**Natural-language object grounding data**

====

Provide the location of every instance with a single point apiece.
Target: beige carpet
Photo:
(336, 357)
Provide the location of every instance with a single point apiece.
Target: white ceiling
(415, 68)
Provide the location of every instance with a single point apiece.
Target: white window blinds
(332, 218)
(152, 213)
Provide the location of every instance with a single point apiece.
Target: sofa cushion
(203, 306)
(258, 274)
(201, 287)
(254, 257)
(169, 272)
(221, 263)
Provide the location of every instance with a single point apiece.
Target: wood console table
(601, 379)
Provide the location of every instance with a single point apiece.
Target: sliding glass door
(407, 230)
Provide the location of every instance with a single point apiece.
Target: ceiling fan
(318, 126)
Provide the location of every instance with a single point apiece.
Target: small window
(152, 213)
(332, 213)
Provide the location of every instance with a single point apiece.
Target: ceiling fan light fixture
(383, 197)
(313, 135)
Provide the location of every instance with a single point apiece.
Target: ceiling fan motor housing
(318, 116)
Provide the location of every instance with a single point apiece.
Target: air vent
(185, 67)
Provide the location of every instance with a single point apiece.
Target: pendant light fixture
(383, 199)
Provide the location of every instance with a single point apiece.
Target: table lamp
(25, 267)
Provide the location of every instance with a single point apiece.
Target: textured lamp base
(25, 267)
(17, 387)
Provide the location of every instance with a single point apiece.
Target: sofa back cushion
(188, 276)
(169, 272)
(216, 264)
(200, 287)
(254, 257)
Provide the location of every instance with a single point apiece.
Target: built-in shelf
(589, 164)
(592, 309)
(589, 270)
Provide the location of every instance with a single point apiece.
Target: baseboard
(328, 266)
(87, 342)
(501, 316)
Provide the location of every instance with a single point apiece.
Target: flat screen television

====

Give the records back in full, word for word.

Provide the location of every instance with a single point apiece.
Target: beige carpet
Photo:
(336, 357)
Provide the location of every instance with a single point apiece.
Target: white ceiling
(415, 68)
Provide the location of every instance with a single point apiece.
Target: white window blinds
(332, 218)
(152, 213)
Provide the location of every instance with a single point apiece.
Target: sofa cushion
(203, 306)
(258, 274)
(201, 287)
(254, 257)
(169, 272)
(221, 263)
Provide the location of every instance with a single point apiece.
Target: wood console table
(601, 379)
Provide the location of every instance with a single point apiece.
Target: sliding glass door
(407, 230)
Provide the location of every instance with a single point apiece.
Target: ceiling fan
(318, 126)
Provide the location of every instance with a single point apiece.
Target: small window
(152, 213)
(332, 213)
Provide the location of every instance with a single point apiece.
Target: ceiling fan light fixture
(383, 197)
(313, 135)
Provide the location of every instance with a single point apiece.
Target: ceiling fan motor housing
(318, 116)
Provide the location of every instance with a single point apiece.
Target: air vent
(185, 67)
Provide the location of every instance with a single point apiece.
Target: pendant light fixture
(383, 199)
Provide the location of every instance with a single point apiece.
Target: table lamp
(25, 267)
Provide the location of every instance with a single point apiece.
Target: textured lamp base
(25, 267)
(17, 387)
Provide the location of every instance with a single point apiece.
Target: sofa back cushion
(188, 276)
(169, 272)
(216, 264)
(200, 287)
(254, 257)
Provide the location of every instance with a single point apiece.
Target: built-in shelf
(589, 164)
(592, 309)
(589, 270)
Provide the location of every instance with a single point apiece.
Target: baseboard
(328, 266)
(87, 342)
(501, 316)
Provide the location of every instance with a single point apiece.
Target: flat screen television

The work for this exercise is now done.